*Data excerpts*

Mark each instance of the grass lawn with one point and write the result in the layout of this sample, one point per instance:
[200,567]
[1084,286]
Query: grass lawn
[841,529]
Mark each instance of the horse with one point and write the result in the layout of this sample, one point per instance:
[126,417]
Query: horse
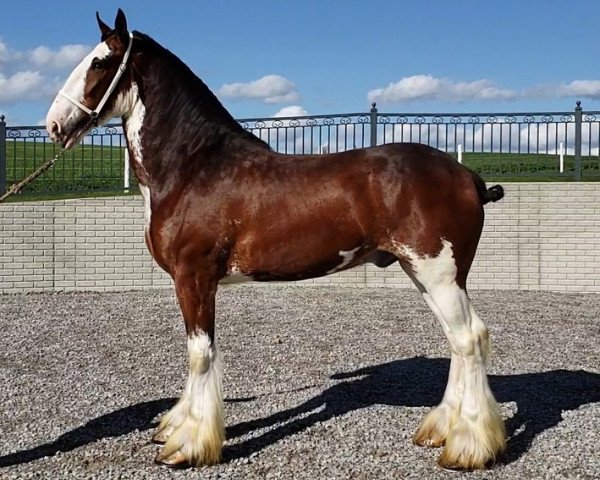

*GOAL OF THE EXERCISE*
Take the line that contains "Query: grass lawn" and every line after it to the end of the records above; quote them exactly, leaving out the pictures.

*REPLY TO THE EXERCISE*
Query: grass lawn
[841,529]
Mark each instance of the horse with one point and write the result in the layout of this sample, one point per instance:
[126,417]
Query: horse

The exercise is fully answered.